◆ **DATA ENTRIES**

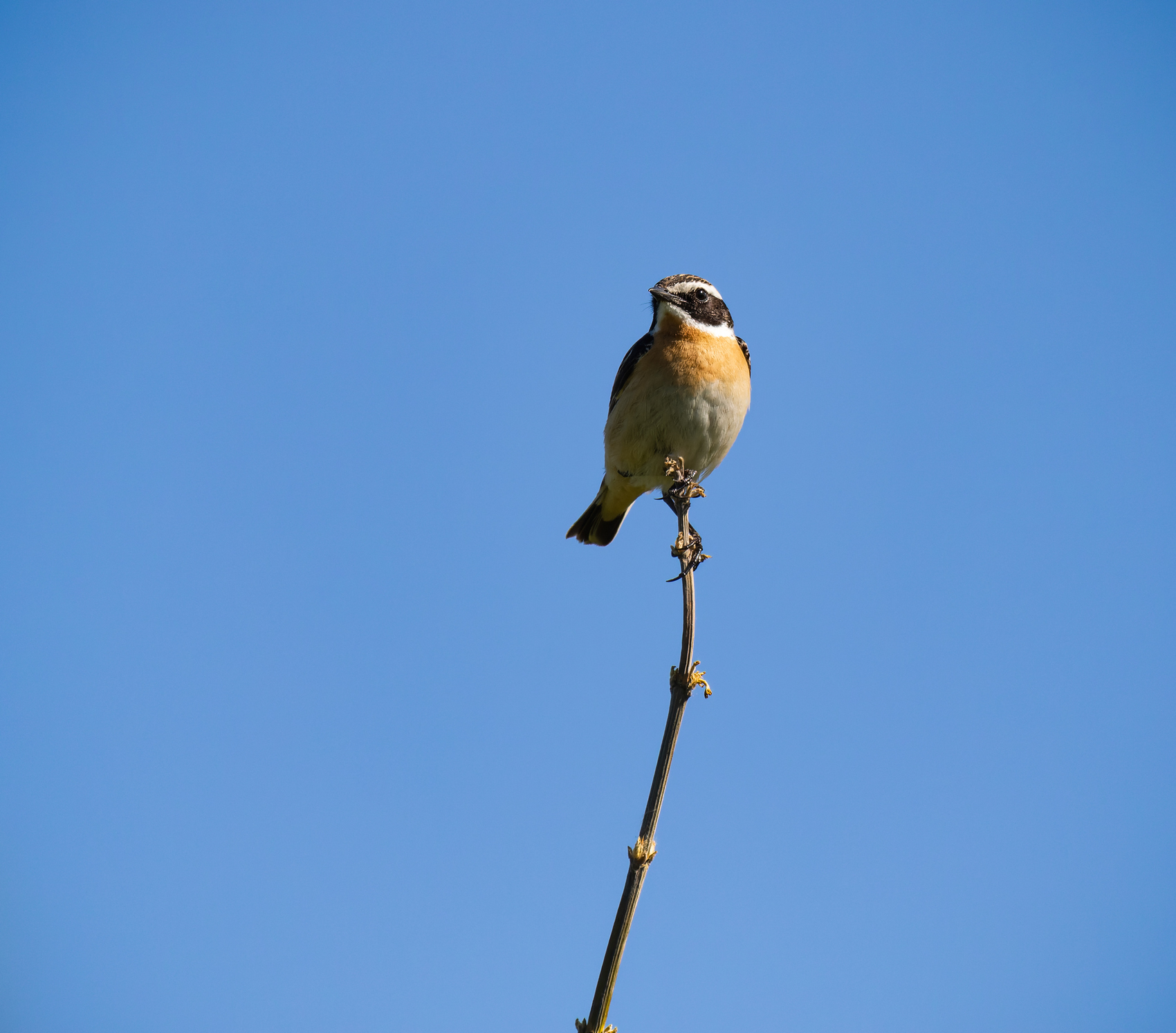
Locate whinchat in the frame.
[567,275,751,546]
--
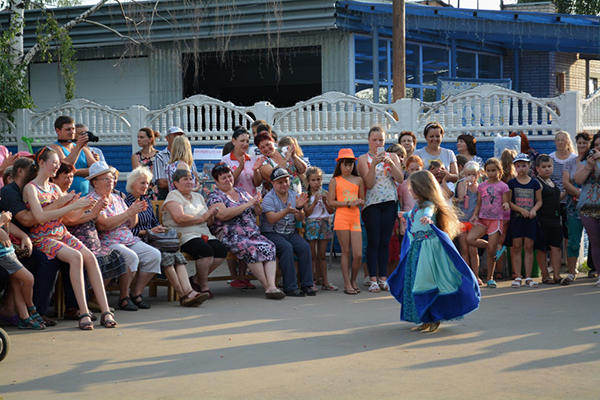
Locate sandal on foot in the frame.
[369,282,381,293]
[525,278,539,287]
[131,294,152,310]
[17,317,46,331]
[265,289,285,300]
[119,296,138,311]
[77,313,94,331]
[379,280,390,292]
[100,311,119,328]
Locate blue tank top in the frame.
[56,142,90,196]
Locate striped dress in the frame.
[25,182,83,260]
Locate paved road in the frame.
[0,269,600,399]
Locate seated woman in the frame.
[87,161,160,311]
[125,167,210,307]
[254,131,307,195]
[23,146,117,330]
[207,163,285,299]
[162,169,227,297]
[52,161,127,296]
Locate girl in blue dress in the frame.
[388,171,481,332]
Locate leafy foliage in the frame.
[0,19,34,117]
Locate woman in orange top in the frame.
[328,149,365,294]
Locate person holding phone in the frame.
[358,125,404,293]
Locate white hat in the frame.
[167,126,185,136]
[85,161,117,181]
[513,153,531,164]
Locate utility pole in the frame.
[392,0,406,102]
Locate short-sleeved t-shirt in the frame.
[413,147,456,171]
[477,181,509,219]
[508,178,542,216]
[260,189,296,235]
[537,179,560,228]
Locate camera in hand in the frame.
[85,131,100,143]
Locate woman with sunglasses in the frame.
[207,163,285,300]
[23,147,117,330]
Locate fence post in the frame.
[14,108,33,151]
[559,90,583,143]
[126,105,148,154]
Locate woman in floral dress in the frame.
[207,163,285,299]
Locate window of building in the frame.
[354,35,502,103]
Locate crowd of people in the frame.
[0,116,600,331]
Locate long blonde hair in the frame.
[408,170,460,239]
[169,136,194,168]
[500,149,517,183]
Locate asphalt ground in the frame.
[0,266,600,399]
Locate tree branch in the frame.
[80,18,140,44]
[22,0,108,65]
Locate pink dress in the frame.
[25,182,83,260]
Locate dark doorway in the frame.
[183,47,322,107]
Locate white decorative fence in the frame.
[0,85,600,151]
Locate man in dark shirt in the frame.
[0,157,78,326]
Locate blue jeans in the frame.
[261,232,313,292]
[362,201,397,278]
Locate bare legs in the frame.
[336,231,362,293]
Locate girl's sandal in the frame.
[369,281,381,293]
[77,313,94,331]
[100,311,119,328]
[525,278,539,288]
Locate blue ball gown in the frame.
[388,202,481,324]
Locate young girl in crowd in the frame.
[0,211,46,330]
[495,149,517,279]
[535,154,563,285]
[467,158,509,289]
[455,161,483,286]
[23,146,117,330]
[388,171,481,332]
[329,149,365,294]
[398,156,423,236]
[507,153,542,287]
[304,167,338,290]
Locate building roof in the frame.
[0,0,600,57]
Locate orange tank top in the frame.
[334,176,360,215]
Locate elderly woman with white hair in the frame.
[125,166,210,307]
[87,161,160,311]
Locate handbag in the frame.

◆ **SHORT EXERCISE**
Arrange the lines as a numbered list, omitting blank lines, starting with the line containing "Locate man in dark shirt in the frame." and ending with the line containing "Locate handbag in the frame.".

◆ **RESULT FOR THIS TASK**
1. Locate man in dark shirt in the frame.
2. [0,157,78,326]
3. Locate blue jeans in the frame.
4. [261,232,313,292]
5. [362,201,397,278]
6. Locate bare legs in the frame.
7. [336,231,362,293]
8. Locate girl's sandal in the frame.
9. [369,281,381,293]
10. [77,313,94,331]
11. [100,311,119,328]
12. [525,278,539,288]
13. Locate blue ball gown in the frame.
14. [388,202,481,324]
15. Locate young girl in crowd in the frame.
16. [0,211,46,330]
17. [495,149,517,279]
18. [535,154,563,285]
19. [467,158,509,289]
20. [455,161,483,286]
21. [23,146,117,330]
22. [388,171,481,332]
23. [329,149,365,294]
24. [398,156,423,236]
25. [507,153,542,287]
26. [304,167,338,290]
27. Locate building roof in the frame.
28. [0,0,600,57]
29. Locate orange tank top in the frame.
30. [334,176,360,215]
31. Locate elderly woman with white hair in the frame.
32. [125,166,210,307]
33. [87,161,160,311]
34. Locate handbag in the frame.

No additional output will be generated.